▸ Document excerpt
--- START ---

Metal and Mining Sector Update - Steel: Price slips further By Edelweiss Financial
Steel: Price slips further
Domestic HRC price edged down further by 1% WoW in traders’ market. Subdued domestic demand exacerbated the situation with export price from India dropping by USD17/t WoW compared to a decline of just USD5/t for other countries. Secondary rebar market, however, fared better with prices rising INR1,200–1,500/t WoW.
Upward momentum in Chinese prices however sustained owing to potential fiscal support in addition to the recently announced RRR cut. In our view, better demand environment in China coupled with lower exports is expected to benefit domestic steel players. We remain positive on the sector with Tata Steel (TP: INR1,950) and JSPL (INR575) as the preferred picks in ferrous.
Domestic HRC prices continue to decline on weak domestic demand
Domestic HRC price in traders’ market slipped a further 1% WoW to INR65,590/t mainly due to subdued domestic demand, particularly for flat products. As a result, exports price of Indian players is the lowest in the region at USD773/t – dropping USD17/t WoW – the most among regional players (USD5/t WoW on average). Besides, domestic HRC prices continue to stay at a premium to landed price of imports from South Korea/Japan, leading to concerns of a pick-up in imports. Longs prices in the secondary market fared better with rebar prices rising USD1,200– 1,500/t WoW, mainly on higher bids by Chinese importers. Going ahead, we will keep close tabs on domestic demand revival as it is the single most important driver for the ferrous sector.

--- END ---

▸ Material supplied
--- START ---

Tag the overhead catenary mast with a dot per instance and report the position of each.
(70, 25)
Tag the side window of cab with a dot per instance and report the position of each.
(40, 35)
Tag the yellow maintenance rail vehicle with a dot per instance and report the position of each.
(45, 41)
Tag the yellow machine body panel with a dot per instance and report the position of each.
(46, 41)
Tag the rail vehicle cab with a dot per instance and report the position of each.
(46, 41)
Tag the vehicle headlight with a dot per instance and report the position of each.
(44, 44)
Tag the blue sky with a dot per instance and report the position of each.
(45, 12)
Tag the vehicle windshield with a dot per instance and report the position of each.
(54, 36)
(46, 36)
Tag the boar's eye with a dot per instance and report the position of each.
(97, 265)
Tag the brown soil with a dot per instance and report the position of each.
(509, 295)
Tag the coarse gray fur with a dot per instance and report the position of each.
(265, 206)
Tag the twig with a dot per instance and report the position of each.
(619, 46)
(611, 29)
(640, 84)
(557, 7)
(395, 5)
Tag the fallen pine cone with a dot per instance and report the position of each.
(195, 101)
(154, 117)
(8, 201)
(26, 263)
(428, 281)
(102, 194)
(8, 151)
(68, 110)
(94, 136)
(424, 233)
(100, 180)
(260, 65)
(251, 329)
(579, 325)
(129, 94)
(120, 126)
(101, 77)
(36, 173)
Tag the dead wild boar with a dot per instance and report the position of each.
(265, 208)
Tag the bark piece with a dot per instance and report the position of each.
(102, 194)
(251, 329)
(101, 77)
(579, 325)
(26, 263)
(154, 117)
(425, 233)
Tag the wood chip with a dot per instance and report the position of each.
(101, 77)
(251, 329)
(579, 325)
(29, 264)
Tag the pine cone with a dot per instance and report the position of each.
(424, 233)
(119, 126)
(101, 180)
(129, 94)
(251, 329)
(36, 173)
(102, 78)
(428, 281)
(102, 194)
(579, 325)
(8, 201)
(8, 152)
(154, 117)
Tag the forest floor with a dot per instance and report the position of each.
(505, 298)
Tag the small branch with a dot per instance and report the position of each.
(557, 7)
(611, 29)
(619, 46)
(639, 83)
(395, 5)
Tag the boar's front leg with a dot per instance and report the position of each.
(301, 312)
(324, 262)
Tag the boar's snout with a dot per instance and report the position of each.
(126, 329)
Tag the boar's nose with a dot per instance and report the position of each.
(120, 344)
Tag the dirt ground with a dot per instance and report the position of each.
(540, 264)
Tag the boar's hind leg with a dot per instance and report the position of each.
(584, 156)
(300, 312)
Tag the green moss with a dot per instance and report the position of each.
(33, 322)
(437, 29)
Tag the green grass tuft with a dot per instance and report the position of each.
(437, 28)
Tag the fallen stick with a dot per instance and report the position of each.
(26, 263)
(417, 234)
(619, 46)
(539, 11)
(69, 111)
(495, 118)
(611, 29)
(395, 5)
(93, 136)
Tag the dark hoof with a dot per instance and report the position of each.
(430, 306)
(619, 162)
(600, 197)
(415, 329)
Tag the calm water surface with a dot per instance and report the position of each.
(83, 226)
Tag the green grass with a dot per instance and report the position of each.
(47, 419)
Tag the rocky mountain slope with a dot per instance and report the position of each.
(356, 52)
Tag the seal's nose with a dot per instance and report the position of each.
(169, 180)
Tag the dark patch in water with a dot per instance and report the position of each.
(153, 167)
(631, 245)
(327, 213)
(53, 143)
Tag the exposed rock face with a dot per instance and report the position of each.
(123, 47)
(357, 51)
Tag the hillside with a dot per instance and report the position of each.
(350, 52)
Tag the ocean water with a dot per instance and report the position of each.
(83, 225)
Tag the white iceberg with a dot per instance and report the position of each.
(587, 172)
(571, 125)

--- END ---

▸ Tasks to complete
1. In the steel price update, what price did domestic HRC reach in the traders' market after its further 1% weekly drop?
2. Return the passage of the steel price update starting with "Domestic HRC prices continue to decline" and going on through "the ferrous sector.".

▸ Set of answers
1. INR65,590/t

2.
Domestic HRC prices continue to decline on weak domestic demand
Domestic HRC price in traders’ market slipped a further 1% WoW to INR65,590/t mainly due to subdued domestic demand, particularly for flat products. As a result, exports price of Indian players is the lowest in the region at USD773/t – dropping USD17/t WoW – the most among regional players (USD5/t WoW on average). Besides, domestic HRC prices continue to stay at a premium to landed price of imports from South Korea/Japan, leading to concerns of a pick-up in imports. Longs prices in the secondary market fared better with rebar prices rising USD1,200– 1,500/t WoW, mainly on higher bids by Chinese importers. Going ahead, we will keep close tabs on domestic demand revival as it is the single most important driver for the ferrous sector.